- OPDRACHT
Schrijf het artikel over risico's bij financiële instellingen verder, vanaf de laatste zin die er staat.

- ARTIKEL
Hoewel er in de literatuur een groot aantal typeringen van (deel-)risico's zijn genoemd, bestaat er een redelijke consensus over de vormen van risico waarmee een financiële instelling in elk geval te maken heeft, en die men derhalve op enigerlei manier zal moeten trachten te bewaken. De navolgende opsomming heeft zeker niet de pretentie van volledigheid.

Koersrisico (ook bekend als marktrisico)[bewerken | brontekst bewerken]

Dit is het risico op een daling van de (markt-)waarde van de activa, absoluut (ze worden nominaal, dus in geld gerekend, minder waard) dan wel relatief (ten opzichte van een benchmark).

Met dit risico wordt iedere belegger geconfronteerd: elke belegging kan in waarde dalen. Tot op zekere hoogte is er meestal wel een methode te vinden om dit risico te reduceren. Hier zijn vrijwel altijd kosten aan verbonden. Het kan ook zijn dat door de risicobeperking de kans op een hoger rendement (wederom absoluut of relatief) geheel of gedeeltelijk tenietgedaan wordt.

Een voorbeeld: als een belegger een portefeuille aandelen aanhoudt, en hij het absolute koersrisico (dus de kans op koersdalingen) wil verminderen, dan kan hij dat bereiken door het kopen van een putoptie. Hij verwerft dan het recht om die aandelen voor een vastgestelde prijs te verkopen. Hij heeft daarmee dus een bodem onder de waarde van zijn portefeuille gelegd. Maar het kopen van die putoptie kost geld (de premie), en daardoor wordt het rendement op zijn portefeuille dus in elk geval lager. Aan de andere kant behoudt hij, als de aandelen in koers stijgen, die waardestijging (minus de betaalde premie). Indien later bij het bereiken van de expiratiedatum van de optie blijkt dat hij de bescherming die hij met die optie verkregen heeft, niet nodig heeft gehad, dan is die optie overbodig geweest. Zijn rendement over die periode is dan verminderd met de kosten van de optie.

- RUWE INVOER
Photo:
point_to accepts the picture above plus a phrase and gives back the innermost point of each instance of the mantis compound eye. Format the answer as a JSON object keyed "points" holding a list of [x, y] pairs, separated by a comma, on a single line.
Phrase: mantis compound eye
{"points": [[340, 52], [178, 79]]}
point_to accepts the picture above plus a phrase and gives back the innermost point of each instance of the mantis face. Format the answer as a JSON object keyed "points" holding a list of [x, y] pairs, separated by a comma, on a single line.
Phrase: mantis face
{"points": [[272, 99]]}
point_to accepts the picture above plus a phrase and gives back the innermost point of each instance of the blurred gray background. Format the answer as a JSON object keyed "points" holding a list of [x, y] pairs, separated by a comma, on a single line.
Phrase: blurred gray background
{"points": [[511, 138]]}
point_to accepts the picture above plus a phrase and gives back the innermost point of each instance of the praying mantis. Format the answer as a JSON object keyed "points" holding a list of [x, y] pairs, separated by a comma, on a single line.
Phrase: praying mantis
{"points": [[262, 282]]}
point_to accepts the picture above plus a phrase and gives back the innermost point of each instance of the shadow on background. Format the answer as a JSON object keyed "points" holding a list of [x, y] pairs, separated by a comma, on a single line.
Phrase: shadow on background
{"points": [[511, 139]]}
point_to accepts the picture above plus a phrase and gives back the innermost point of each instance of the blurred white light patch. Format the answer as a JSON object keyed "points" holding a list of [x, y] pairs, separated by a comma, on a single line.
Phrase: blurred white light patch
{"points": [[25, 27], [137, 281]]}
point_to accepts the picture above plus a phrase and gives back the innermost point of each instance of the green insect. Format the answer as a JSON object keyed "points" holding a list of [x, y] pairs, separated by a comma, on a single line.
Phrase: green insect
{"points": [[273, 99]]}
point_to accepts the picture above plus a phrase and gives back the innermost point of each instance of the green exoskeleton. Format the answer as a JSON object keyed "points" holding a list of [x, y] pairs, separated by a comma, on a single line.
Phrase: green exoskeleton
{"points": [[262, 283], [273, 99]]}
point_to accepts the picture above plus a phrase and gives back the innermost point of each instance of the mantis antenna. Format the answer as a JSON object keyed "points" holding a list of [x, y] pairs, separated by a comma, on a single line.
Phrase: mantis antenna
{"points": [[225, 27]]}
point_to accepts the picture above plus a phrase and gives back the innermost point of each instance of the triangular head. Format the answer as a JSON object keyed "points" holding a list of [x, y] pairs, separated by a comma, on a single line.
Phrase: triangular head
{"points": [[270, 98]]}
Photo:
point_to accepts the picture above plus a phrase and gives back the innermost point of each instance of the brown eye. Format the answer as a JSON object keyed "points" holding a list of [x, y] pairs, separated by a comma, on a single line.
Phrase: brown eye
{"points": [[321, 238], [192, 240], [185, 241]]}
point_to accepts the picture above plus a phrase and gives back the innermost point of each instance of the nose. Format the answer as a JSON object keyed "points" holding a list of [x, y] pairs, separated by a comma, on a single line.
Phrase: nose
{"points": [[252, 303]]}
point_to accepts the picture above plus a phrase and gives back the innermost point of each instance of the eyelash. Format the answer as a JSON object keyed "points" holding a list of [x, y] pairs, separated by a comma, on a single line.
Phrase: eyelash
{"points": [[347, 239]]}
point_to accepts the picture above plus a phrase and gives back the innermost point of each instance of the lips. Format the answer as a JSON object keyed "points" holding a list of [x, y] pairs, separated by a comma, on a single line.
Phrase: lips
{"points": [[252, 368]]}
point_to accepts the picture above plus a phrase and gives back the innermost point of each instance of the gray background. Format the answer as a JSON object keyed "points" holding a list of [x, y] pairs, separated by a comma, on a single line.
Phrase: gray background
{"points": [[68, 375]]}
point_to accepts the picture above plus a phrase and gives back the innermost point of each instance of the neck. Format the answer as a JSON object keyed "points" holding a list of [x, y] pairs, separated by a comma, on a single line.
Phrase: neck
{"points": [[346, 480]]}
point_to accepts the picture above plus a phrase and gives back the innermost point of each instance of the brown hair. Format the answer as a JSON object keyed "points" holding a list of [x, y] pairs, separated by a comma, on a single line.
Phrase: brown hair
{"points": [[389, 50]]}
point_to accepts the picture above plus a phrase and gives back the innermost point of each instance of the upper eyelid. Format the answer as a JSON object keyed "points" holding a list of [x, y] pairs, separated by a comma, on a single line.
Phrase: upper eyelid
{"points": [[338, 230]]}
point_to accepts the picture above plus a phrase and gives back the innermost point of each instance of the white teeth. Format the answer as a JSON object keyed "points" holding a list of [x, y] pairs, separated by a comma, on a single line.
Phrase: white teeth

- ANTWOORD
In vergelijking met de belegger die die optie niet gekocht heeft, heeft hij het slechter gedaan. (Uiteraard ligt de situatie geheel anders indien de aandelen zijn gezakt tot een zodanig niveau dat de optie bescherming heeft geboden: dan is de belegger met de optie beter af, tot aanmerkelijk beter af.

Hij kan ook de aandelen op termijn verkopen. Hij weet daarmee al wat hij er alsdan voor krijgt. Omdat zo'n termijncontract voor hem zowel een recht tot verkoop als een plicht tot verkoop impliceert (en voor zijn tegenpartij een recht op levering zowel als een plicht tot geleverd krijgen) zijn de kosten van een termijncontract (aanmerkelijk) lager. Daar staat tegenover dat de belegger een koersstijging tot boven het in het termijncontract genoemde koersniveau verliest.

Bij het relatieve koersrisico spelen dit soort afwegingen evenzeer. Zie hierover ook het onderwerp beleggingsprofiel onder het lemma vermogensbeheer. De belegger die niet zozeer denkt in termen van "absoluut rendement" doch eerder in termen van "rendement van mijn portefeuille versus het rendement van mijn benchmark", kan besluiten het relatieve koersrisico tot nagenoeg nihil te reduceren door geheel conform die benchmark te beleggen. Hij bereikt daarmee dat zijn rendement (nagenoeg) gelijk zal zijn aan dat van de benchmark, maar hij geeft daarmee tevens de kans op dat zijn rendement hoger zal zijn dan dat van de benchmark.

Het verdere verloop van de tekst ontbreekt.